*Provided entries*:
•••

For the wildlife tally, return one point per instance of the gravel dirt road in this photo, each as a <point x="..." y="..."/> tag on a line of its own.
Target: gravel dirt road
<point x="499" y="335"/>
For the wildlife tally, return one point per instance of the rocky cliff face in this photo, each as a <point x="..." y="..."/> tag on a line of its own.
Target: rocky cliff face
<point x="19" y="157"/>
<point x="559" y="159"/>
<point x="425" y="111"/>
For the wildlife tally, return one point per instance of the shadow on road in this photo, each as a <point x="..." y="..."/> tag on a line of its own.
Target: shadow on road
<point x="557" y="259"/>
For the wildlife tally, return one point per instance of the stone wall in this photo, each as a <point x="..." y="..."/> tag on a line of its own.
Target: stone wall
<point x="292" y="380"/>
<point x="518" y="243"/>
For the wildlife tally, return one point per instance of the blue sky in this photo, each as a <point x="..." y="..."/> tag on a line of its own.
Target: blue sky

•••

Reproduce verbatim the lines above, starting at the line containing "of the shadow" and ending at the final line.

*Expected answer*:
For the wildlife tally, return one point per instance of the shadow on road in this photo, each as a <point x="..." y="..."/> tag on a line of its own.
Target: shadow on road
<point x="557" y="259"/>
For the wildlife tally, return one point per instance of the stone wall in this photo, each as a <point x="..." y="..."/> tag on a line of its own.
Target: stone wall
<point x="292" y="380"/>
<point x="518" y="243"/>
For the wildlife tally, return one point per instance of the blue sky in this photo, each as a <point x="..." y="..."/> tag on a line of its own.
Target: blue sky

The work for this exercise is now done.